The Knowledge Base is responsible for storing representation information about the world using a model based on Entities and Property Values. Ultimately, each Entity describes a specific set of values that are measurements of each Property at a specific moment in time. For example, for a "format" Entity, relevant Properties might be "name" (e.g. JPEG2000), "version" (e.g. 1.0), or "tool support" (e.g. limited); over time, the tool support for JPEG2000 may increase, therefore at a later point a new Entity may indicate "tool support" as "widespread". Relevant internal APIs are provided to store and retrieve data from the Knowledge Base, namely Submit Data and Access Data.
A history of all knowledge gathered is kept in order to allow the Knowledge Base to be queried for past data thereby enabling repeatability of the decision making process.
It is planned to use RDF Linked Data as the model for storing data in the Knowledge Base, as this enables a simplified, generic and more flexible data representation than a relational data model. Ontology stores already implement useful features such as boolean and algebraic logic, and provide the ability for complex queries, due to their nature at capturing concepts and relationships, which will be useful for framing and answering the Watch Request questions. The SPARQL query language is planned to be used to represent Watch Request questions.
The Knowledge Base will also store the questions submitted to the Automated Watch system through the REST API. The questions may have been submitted by a human operator using the web interface or an automated component calling the REST API directly.
The Knowledge Base uses Apache Jena, a Java framework for storing and queying large RDF datasets. Jena also provides support for OWL ontologies and a rule-based inference engine for reasoning with RDF and OWL data sources.
The Monitor sub-component provides a mechanism for continuously watching the Knowledge Base for changes to specific Watch Requests the client is interested in. To do this, it provides a Data or Question Changed interface for being notified about changes to the underlying data or the Watch Requests themselves. Upon receiving such an update, this sub-component will identify which Watch Requests require re-evaluation and instigate this re-evaluation through the Assessment Service.
Monitoring services frequently reasses q
This sub-component is responsible for evaluating Watch Requests utilising the latest information from the Knowledge Base and providing the Monitor with information about whether to send a Notification. It is instigated by the Monitor sub-component in response to updated data being available in the Knowledge Base or an update to the Watch Request. Access to the Knowledge Base is provided by the internal Access Data interface, and the information received is compared against a Watch Request Trigger to determine if a significant event has occurred.
When the Monitor sub-component detects a significant event, based upon the the questions and conditions stored in the Knowledge base, the Notification Service is used to alert interested parties.
This is a web interface which provides the following functionality:
- The manual addition of information to the knowlege base.
- Browsing of the knowledge base.
- Querying of the knowledge base, or asking questions.
- Creation of conditions so they are notified when significant events occur.
Externally, this tool presents two main interfaces:
The REST API provides identical functionality as the Client Web GUI, but to software components.

* **Data lines**:

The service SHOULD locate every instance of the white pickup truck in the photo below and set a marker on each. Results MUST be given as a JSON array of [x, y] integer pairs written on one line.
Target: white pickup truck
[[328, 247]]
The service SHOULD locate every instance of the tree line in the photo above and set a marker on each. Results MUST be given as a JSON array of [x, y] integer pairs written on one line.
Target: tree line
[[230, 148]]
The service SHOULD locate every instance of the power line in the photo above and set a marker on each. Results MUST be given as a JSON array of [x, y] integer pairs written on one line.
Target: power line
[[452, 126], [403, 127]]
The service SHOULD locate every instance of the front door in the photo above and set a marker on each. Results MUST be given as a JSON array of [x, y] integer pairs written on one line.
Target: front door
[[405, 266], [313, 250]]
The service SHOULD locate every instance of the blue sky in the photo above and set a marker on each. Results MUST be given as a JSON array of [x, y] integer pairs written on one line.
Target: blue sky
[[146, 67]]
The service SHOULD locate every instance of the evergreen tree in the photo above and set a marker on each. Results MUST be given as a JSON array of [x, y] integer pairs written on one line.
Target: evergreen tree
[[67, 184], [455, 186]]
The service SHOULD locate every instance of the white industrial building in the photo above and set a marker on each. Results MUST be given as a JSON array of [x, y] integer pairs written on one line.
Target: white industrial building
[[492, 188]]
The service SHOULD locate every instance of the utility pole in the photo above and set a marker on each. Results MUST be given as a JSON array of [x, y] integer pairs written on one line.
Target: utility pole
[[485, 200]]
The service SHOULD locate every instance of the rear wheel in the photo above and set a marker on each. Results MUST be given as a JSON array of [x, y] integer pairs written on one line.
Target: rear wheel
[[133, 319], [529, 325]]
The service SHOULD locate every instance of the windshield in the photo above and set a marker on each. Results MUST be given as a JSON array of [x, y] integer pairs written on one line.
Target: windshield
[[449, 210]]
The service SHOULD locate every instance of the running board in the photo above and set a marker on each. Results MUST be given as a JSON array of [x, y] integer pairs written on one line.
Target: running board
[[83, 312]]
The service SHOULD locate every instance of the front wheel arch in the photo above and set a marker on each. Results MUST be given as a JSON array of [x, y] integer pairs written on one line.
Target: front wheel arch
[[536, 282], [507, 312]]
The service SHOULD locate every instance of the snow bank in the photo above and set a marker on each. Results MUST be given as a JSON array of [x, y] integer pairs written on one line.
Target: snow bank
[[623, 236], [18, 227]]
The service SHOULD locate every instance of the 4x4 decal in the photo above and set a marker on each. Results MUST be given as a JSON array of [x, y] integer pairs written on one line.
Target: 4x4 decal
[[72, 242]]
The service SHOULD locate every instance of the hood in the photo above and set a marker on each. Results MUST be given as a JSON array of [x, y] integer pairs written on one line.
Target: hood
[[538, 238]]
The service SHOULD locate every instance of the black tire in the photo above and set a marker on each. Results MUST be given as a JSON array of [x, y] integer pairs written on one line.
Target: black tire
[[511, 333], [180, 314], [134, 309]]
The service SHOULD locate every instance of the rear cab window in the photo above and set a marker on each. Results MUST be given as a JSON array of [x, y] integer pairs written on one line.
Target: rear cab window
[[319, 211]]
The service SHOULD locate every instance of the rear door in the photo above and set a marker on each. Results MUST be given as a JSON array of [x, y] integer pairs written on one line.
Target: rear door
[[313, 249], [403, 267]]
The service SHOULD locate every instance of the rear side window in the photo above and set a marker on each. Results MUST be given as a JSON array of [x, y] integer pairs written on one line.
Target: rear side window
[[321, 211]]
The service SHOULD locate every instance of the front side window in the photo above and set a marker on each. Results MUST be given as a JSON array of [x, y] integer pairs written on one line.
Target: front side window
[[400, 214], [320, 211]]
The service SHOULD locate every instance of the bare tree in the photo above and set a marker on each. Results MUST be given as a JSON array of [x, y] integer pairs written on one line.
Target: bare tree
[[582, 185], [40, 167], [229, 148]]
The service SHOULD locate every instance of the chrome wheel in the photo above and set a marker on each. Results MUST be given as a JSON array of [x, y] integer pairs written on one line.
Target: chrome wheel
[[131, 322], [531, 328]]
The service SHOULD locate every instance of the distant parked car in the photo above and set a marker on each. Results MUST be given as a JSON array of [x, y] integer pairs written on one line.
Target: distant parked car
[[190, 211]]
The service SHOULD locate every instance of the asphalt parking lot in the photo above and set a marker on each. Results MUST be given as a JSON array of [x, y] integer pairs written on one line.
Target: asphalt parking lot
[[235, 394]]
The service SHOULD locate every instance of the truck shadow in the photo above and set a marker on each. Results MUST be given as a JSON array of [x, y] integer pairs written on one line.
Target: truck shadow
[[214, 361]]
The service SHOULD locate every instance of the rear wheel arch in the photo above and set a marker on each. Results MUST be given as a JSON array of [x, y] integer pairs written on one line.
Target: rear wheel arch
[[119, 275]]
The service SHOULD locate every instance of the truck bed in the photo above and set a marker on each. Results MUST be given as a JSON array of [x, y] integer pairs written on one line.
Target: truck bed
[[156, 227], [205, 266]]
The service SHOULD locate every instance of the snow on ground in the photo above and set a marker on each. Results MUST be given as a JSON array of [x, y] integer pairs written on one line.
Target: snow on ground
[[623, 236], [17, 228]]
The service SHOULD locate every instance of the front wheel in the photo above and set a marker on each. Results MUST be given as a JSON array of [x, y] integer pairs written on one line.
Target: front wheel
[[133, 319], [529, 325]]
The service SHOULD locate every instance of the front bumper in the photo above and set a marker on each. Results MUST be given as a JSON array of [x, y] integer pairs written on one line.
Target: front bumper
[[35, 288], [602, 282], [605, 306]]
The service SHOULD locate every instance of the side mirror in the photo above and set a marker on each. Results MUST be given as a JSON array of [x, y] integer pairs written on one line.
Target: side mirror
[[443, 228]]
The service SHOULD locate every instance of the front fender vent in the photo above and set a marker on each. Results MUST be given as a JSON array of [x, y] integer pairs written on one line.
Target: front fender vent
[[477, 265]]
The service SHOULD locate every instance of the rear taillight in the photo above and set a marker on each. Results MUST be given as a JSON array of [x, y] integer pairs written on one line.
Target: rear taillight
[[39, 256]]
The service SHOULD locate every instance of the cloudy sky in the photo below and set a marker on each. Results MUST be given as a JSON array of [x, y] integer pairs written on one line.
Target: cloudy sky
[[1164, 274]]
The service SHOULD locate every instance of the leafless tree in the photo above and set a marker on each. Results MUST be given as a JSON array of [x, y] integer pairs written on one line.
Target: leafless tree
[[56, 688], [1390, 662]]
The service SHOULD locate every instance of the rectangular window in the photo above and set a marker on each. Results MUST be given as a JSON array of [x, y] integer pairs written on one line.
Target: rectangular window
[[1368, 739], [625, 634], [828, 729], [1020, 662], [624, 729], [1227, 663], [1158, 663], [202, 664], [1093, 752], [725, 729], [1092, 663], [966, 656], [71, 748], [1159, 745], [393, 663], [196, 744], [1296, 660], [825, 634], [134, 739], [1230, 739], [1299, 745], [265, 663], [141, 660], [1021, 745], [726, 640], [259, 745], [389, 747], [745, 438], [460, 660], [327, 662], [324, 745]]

* **Aim**: Reproduce the part of the Knowledge Base text starting with "Monitoring services frequently" and going on through "alert interested parties.".

* **Result**:
Monitoring services frequently reasses q
This sub-component is responsible for evaluating Watch Requests utilising the latest information from the Knowledge Base and providing the Monitor with information about whether to send a Notification. It is instigated by the Monitor sub-component in response to updated data being available in the Knowledge Base or an update to the Watch Request. Access to the Knowledge Base is provided by the internal Access Data interface, and the information received is compared against a Watch Request Trigger to determine if a significant event has occurred.
When the Monitor sub-component detects a significant event, based upon the the questions and conditions stored in the Knowledge base, the Notification Service is used to alert interested parties.